— begin —
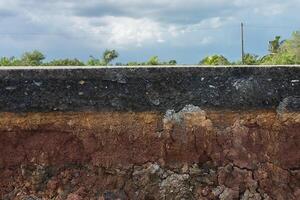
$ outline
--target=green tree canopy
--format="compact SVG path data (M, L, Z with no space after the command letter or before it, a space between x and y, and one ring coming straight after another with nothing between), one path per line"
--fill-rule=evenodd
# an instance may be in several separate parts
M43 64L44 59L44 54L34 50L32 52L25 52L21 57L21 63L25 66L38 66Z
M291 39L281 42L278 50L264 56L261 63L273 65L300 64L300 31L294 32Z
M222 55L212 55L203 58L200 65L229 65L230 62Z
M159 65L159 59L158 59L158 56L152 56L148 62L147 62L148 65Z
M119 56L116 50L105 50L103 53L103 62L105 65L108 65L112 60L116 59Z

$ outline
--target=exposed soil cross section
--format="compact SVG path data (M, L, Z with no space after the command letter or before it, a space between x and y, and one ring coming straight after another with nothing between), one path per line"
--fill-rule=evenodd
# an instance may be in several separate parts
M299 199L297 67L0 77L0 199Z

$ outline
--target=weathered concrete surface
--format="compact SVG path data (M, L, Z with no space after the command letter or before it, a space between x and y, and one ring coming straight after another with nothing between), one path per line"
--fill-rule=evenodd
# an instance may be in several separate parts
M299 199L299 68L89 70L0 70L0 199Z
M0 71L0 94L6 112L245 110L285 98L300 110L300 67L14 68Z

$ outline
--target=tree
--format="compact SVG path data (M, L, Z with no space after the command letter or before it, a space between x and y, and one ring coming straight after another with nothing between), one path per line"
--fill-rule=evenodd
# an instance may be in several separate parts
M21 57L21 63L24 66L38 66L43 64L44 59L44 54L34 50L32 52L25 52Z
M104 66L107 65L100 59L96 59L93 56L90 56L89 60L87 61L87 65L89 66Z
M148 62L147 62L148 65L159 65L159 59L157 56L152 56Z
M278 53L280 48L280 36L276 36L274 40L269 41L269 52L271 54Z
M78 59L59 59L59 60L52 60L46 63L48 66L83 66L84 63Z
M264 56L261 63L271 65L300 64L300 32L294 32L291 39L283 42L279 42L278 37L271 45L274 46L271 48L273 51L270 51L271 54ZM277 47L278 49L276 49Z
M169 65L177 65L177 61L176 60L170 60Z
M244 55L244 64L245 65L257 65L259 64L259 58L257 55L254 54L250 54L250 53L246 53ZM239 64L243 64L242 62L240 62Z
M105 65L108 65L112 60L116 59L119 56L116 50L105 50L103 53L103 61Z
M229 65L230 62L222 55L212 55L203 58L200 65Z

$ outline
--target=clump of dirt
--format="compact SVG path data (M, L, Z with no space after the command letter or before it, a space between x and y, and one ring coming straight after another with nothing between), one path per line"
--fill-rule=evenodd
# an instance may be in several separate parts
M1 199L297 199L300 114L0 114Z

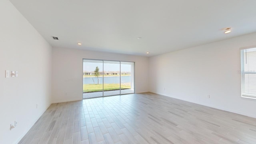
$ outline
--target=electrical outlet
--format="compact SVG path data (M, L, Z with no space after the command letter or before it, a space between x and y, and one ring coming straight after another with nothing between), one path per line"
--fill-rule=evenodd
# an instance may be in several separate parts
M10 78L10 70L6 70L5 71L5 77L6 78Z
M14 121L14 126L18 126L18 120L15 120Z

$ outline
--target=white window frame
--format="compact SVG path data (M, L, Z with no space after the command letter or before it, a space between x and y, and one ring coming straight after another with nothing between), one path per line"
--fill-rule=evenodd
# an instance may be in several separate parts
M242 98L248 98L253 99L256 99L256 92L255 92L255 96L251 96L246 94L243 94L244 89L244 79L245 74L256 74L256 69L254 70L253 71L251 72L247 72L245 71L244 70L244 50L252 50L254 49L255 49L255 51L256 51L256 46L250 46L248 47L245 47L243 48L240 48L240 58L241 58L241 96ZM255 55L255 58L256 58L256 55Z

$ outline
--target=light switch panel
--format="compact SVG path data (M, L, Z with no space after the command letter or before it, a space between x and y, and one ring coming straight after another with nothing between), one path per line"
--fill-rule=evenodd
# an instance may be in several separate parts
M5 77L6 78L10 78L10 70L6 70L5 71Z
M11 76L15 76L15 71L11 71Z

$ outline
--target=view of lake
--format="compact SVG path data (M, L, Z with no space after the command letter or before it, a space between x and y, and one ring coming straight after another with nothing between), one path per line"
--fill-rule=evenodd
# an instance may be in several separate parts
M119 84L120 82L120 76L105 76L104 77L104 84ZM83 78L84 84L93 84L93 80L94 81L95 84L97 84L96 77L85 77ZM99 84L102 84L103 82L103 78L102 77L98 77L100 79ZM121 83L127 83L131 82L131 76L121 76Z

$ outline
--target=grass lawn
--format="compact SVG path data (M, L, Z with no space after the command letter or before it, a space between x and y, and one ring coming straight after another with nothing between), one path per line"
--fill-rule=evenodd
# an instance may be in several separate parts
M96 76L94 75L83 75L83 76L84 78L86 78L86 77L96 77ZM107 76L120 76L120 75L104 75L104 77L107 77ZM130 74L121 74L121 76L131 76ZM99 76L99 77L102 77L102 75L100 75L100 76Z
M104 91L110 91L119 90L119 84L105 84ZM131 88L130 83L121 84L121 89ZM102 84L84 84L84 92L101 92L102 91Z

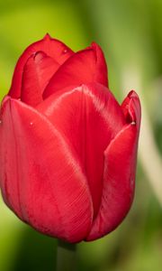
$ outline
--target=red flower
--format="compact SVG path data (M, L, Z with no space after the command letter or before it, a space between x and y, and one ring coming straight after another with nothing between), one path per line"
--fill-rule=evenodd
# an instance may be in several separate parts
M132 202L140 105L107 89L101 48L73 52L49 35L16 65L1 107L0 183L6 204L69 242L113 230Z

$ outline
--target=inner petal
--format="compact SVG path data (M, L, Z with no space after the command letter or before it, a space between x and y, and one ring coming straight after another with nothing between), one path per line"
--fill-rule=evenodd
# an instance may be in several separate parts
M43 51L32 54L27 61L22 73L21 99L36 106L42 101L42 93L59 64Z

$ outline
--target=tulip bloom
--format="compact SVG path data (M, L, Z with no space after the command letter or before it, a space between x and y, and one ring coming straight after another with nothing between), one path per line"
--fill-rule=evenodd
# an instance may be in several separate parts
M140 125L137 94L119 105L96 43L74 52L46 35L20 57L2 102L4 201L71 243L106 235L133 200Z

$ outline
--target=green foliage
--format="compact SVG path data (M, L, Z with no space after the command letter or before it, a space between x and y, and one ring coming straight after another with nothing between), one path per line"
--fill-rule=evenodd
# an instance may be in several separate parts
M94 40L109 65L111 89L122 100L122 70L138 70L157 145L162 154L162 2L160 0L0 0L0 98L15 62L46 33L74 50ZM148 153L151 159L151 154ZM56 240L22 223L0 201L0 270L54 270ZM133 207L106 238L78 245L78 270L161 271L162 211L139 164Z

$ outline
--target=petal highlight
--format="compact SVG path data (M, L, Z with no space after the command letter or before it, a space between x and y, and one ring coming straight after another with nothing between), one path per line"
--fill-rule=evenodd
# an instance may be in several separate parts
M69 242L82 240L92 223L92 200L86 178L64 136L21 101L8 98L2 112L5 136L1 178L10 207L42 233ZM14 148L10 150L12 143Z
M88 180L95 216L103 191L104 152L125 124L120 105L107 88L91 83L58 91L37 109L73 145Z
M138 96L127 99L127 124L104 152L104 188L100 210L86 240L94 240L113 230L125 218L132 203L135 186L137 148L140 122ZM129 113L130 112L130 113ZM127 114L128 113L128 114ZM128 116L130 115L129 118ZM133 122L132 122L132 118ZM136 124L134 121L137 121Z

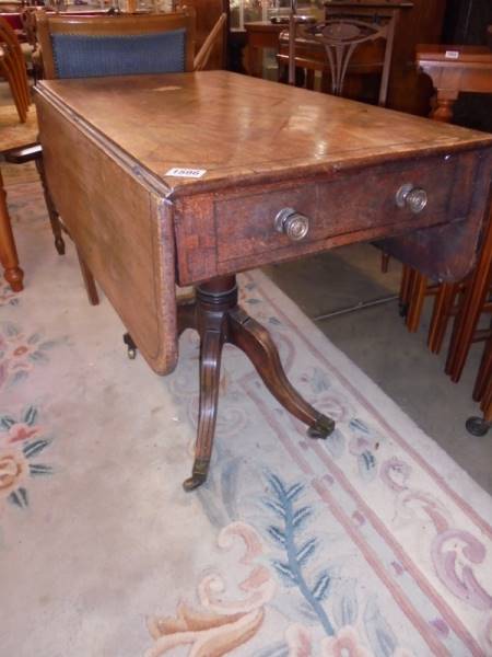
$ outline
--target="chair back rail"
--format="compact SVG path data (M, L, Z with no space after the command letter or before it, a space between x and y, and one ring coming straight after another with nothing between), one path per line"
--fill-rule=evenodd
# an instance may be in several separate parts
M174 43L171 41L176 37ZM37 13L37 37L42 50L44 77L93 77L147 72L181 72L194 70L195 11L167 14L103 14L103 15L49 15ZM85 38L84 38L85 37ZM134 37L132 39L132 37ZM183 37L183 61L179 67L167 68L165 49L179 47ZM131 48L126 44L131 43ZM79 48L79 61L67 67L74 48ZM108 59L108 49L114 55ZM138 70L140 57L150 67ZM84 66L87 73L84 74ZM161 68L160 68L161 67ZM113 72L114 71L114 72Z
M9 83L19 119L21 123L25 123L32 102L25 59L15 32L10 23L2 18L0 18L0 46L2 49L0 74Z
— end —
[Written task]:
Write out everything from the start of the material above down to the line containing "M159 65L159 59L158", both ends included, copying each line exactly. Leave the pictures out.

[Reply to the exercise]:
$ outline
--target=green tree canopy
--format="compact SVG path data (M, L, Z with no space after the command letter or before it, a space between x and y, and one ring coming straight after another with nothing between), one path per line"
--fill-rule=evenodd
# an instance may be in several separate parts
M43 64L44 59L44 54L34 50L32 52L25 52L21 57L21 63L25 66L38 66Z
M291 39L281 42L278 50L264 56L261 63L273 65L300 64L300 31L294 32Z
M222 55L212 55L203 58L200 65L229 65L230 62Z
M159 65L159 59L158 59L158 56L152 56L148 62L147 62L148 65Z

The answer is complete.